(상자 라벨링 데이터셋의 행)
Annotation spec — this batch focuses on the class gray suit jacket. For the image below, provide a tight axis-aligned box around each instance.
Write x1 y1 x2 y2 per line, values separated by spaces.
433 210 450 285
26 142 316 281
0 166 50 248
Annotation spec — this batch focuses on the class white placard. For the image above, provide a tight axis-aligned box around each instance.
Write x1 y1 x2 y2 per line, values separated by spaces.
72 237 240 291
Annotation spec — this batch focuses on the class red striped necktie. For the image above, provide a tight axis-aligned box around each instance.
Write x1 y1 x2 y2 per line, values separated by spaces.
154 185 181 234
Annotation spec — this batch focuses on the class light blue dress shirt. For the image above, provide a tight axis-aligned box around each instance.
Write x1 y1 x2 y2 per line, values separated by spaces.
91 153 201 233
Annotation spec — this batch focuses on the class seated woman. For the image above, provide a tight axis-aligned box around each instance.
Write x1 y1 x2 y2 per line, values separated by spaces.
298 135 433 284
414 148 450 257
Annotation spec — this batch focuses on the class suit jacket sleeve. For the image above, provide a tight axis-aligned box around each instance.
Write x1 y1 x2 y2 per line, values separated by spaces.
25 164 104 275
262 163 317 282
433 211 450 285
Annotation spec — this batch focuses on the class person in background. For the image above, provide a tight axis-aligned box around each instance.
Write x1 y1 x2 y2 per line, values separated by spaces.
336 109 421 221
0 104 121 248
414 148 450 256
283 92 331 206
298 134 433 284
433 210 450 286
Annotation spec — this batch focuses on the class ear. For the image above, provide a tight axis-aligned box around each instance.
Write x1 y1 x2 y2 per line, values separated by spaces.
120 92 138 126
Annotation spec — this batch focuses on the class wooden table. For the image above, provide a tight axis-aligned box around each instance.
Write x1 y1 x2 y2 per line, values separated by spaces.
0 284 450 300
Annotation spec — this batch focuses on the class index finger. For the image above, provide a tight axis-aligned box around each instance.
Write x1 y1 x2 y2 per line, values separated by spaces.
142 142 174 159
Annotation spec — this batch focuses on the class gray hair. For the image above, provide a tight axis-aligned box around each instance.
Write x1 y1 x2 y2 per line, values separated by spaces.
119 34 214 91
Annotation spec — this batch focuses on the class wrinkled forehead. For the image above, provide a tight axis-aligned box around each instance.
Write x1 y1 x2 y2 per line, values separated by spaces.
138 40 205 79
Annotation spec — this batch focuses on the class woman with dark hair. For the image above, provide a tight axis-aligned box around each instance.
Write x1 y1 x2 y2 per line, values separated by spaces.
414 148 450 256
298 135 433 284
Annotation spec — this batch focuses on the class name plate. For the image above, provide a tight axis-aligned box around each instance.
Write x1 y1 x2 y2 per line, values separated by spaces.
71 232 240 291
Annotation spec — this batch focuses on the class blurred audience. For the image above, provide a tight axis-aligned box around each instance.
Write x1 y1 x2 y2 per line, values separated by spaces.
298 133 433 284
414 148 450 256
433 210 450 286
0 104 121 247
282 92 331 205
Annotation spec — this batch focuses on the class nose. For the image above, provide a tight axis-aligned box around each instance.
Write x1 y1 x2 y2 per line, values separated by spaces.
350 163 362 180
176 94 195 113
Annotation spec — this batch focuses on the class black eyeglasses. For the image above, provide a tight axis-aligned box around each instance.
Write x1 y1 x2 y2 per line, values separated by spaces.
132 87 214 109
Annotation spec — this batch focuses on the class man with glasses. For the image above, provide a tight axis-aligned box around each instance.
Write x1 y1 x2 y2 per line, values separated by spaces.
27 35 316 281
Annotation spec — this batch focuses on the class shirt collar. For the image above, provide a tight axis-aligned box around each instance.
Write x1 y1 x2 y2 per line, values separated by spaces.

* [지시 및 요구사항]:
데이터에서 "Annotation spec — this batch focuses on the class woman" 문구가 들어 있는 줄부터 데이터 끝까지의 줄을 번호 목록으로 바꾸세요. 양 끝 줄을 모두 포함하고 빈 줄은 빼세요.

* [모범 풀이]:
1. Annotation spec — this batch focuses on the class woman with dark hair. For the image above, provide a tight axis-aligned box around each instance.
2. Write x1 y1 x2 y2 per line, values separated by spaces.
3. 414 148 450 256
4. 298 135 433 284
5. Annotation spec — this batch focuses on the class name plate. For the image above, provide a tight axis-aligned box around each instance.
6. Write x1 y1 x2 y2 per line, values separated by spaces.
7. 71 232 240 291
8. Annotation spec — this batch focuses on the class blurred audience. For the image above, provide a tight axis-aligned box around each instance.
9. Write x1 y1 x2 y2 per line, values separated by spaces.
10. 298 133 433 284
11. 414 148 450 256
12. 433 210 450 286
13. 0 104 121 247
14. 282 92 331 205
15. Annotation spec — this batch focuses on the class nose. For the image above, provide a tight axis-aligned box around each instance.
16. Write x1 y1 x2 y2 per line, values separated by spaces.
17. 350 163 362 180
18. 176 94 195 113
19. Annotation spec — this batch focuses on the class black eyeglasses. For the image above, provide a tight axis-aligned box around each instance.
20. Write x1 y1 x2 y2 per line, values separated by spaces.
21. 132 87 214 109
22. Annotation spec — this batch focuses on the class man with glasses. For the image above, provide a tight axis-aligned box around each instance.
23. Write x1 y1 x2 y2 per line, values separated by spaces.
24. 27 35 316 281
25. Annotation spec — this batch focuses on the class shirt collar. For the image above, provide a tight axis-aligned box around each instance.
26. Write x1 y1 x2 y2 per line, values separated by spaces.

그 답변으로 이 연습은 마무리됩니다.